#### PASSAGE SHOWN ####

Wealthy families fight over estates for zillions of reasons.

Some family members may consciously or unconsciously link their self-worth to the perceived approval that an inheritance represents, or to the apparent disapproval that a disinheritance signals.

Other times, people who have just lost a loved one might face anxieties about their own mortality, which they could try to assuage by clinging to money and arguing over knickknacks.

In still other cases, family members with mental health and substance abuse issues—or those who are just plain jerks—can escalate ordinary grievances into major personal and legal battles.

Fortunately, private wealth advisors can anticipate these hostilities and the litigation they spawn by considering six common scenarios that lead to estate challenges and letting clients know about solutions well before the (mink) fur flies.

1. Inadequate Estate Planning
Although the uber-affluent can afford the crème de la crème of estate planners, after many of the rich and famous die, the popular press sizzles with news of easily avoidable planning mistakes.

Take the case of reclusive heiress Huguette Clark, which involved two wills signed when she was at an advanced age and some less-than-stellar legal and tax advice.

“Huguette’s estate is an excellent example of what can go wrong in planning. Everything went wrong in that situation,” says John Dadakis, chair of law firm Holland & Knight’s private wealth services group in New York. Dadakis represented Clark’s estate.

Clark was the daughter of former U.S. Sen. William A. Clark of Montana, who made a fortune in copper mining. She died in 2011, just shy of 104 years of age. Clark signed two wills when she was 98 that became the subject of a contentious probate case.

The first will left most of her $300 million estate to 21 distant relatives, many of whom she either didn’t know or hadn’t had contact with since the 1950s.

The second will, signed several weeks later, canceled the previous version, excluded the remote relations and substantially increased a bequest to Clark’s nurse. The new will left the rest of Clark’s estate to her goddaughter and to a foundation that Clark established.

Not surprisingly, the disinherited relatives challenged Clark’s second will, which they alleged she was manipulated into signing. After two years of litigation, the case settled just before trial with the relatives receiving $34.5 million. The nurse abandoned her claim to any further sums and agreed to return about $5 million of the $30 million in gifts that Clark had given her over the years. Clark’s goddaughter received a bequest, and the remainder of the estate went to arts organizations, including the foundation that Clark created.

The same attorney at “a small law firm” drafted both wills, according to Dadakis. “He did estate planning as a secondary interest. He was really a real estate lawyer.”

Clark’s estate planning was also hampered by a lack of coordination between her attorney and her accountant, says Dadakis. “Estate planning is really about teaming up with the right people. The two of them should have prepared gift tax returns for her. She made substantial gifts while she was alive.”

The estate’s administrator ended up filing claims against the small law firm, as Clark’s accountant had few personal assets to go after. The law firm had only $5 million in malpractice insurance to cover a $30 million penalty for failing to file the federal gift tax returns.

#### COLLECTED DATA ####

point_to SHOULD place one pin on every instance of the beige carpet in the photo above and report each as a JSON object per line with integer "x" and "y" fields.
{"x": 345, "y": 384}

####

REQUIRED WORK
According to the estate-disputes article above, why did the administrator of Clark's estate file claims against the small law firm? Answer in one to three sentences.

RESULT BELOW
The administrator went after the small law firm because Clark's accountant had few personal assets to pursue. The claims concerned the $30 million penalty for failing to file federal gift tax returns on the substantial gifts Clark made while alive.